(Entries taken from a collection)
▬▬▬▬▬▬

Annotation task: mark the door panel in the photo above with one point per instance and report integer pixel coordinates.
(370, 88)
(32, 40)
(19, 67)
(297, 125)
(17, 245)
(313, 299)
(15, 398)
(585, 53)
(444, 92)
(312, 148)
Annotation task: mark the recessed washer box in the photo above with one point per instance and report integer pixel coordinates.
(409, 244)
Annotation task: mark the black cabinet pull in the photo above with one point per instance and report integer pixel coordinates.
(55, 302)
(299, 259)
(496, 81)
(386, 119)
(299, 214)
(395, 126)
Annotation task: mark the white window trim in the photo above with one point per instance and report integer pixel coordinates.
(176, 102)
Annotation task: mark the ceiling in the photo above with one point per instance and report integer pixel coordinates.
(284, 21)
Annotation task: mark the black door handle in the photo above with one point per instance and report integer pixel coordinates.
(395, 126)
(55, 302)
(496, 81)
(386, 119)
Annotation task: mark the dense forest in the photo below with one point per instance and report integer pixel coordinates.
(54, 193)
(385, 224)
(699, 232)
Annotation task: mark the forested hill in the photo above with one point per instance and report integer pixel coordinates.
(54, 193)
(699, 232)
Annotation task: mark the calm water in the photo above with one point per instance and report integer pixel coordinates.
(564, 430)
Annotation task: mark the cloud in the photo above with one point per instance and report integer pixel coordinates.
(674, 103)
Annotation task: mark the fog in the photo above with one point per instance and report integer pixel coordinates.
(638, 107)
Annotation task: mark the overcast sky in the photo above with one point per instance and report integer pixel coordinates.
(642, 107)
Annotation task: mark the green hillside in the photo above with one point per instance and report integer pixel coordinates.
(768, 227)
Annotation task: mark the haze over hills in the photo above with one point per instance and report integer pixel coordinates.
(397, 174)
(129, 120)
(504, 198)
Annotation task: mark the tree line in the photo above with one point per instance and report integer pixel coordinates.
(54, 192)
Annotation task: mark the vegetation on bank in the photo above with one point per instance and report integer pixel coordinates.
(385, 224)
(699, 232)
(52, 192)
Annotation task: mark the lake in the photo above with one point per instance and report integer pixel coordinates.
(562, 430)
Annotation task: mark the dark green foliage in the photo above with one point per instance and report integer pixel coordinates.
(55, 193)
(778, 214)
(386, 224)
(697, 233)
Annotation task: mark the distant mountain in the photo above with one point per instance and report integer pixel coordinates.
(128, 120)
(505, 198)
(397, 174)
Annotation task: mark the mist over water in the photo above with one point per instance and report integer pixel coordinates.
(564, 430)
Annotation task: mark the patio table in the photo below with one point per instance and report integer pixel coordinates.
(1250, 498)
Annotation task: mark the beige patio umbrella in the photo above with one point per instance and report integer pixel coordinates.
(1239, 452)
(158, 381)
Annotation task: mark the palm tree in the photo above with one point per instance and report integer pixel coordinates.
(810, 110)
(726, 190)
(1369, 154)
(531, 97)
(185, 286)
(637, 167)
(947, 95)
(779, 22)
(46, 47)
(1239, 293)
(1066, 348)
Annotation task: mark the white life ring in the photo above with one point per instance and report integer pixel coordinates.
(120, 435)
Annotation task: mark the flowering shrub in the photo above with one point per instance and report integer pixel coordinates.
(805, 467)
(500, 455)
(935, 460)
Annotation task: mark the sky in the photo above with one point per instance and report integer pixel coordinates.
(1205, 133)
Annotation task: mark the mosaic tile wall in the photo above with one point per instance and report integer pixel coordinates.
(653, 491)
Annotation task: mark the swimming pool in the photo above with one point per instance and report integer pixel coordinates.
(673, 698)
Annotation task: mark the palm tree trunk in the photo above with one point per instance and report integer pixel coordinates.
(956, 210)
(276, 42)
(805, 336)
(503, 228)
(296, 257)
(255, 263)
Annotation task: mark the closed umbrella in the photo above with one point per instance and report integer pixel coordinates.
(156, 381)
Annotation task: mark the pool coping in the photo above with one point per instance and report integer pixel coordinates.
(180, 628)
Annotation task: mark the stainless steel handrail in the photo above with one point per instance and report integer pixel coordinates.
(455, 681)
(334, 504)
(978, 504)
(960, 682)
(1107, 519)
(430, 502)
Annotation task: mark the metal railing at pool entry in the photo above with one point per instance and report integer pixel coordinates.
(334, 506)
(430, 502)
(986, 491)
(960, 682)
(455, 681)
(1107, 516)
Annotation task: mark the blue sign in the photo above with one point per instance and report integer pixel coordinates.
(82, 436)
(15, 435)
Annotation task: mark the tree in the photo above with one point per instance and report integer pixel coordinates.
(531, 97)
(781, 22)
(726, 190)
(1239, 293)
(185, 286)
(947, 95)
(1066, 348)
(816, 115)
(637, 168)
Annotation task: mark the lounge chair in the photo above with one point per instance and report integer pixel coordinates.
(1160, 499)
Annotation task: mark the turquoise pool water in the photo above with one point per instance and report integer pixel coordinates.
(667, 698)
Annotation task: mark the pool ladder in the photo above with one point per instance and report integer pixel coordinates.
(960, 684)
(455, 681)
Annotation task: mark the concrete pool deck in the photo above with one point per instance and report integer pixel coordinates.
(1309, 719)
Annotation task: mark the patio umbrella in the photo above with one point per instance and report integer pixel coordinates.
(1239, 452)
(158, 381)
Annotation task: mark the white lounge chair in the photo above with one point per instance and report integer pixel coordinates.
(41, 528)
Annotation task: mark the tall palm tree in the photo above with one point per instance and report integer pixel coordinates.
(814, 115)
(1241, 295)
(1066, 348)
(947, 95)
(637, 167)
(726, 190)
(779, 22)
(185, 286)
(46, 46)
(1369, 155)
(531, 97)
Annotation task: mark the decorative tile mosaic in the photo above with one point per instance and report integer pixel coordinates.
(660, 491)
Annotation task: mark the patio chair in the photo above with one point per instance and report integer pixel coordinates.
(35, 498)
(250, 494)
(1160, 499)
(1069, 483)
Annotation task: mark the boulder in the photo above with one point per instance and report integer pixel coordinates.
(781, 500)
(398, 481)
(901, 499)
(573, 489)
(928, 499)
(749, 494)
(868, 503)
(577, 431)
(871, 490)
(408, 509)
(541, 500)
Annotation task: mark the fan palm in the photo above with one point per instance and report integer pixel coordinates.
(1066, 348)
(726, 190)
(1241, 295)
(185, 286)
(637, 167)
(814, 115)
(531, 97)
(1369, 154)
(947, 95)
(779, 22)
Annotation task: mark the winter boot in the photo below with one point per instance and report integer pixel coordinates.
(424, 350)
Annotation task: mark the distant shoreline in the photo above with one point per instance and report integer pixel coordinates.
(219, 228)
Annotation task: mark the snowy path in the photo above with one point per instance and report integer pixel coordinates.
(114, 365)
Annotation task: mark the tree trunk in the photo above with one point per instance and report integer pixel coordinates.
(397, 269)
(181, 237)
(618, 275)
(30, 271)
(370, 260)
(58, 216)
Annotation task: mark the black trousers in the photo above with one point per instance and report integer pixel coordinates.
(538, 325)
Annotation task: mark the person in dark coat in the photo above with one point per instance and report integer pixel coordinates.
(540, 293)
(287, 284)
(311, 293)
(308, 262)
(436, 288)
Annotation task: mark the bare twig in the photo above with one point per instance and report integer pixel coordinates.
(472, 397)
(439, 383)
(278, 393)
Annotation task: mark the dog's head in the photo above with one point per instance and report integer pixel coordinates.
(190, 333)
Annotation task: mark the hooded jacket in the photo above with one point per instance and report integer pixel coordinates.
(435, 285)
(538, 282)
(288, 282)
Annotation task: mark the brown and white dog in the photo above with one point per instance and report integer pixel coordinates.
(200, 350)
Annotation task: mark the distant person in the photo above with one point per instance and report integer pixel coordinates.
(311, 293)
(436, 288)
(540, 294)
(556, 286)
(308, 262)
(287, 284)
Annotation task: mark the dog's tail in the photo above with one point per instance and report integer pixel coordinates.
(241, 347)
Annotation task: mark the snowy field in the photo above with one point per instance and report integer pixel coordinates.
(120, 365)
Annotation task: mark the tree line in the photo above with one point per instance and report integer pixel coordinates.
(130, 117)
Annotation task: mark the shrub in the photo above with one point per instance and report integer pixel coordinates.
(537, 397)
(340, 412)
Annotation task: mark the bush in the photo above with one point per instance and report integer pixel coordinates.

▬▬▬▬▬▬

### Directive
Output only the lines from the one holding "Annotation task: mark the dog's tail" through the last line above, exactly as they appear.

### Solution to this exercise
Annotation task: mark the dog's tail in the photo above with one point per instance and report integer pixel coordinates.
(241, 347)
Annotation task: mark the snowy field in the photo above with one point per instance and report integer pixel coordinates.
(120, 365)
Annotation task: mark the tree line in the photo above with one point per instance and report integer pixel coordinates.
(130, 117)
Annotation task: mark the shrub in the photo above with one point per instance and report integer pixel coordinates.
(537, 397)
(340, 412)
Annotation task: mark the bush in the photo above with one point per instance and report integer pixel coordinates.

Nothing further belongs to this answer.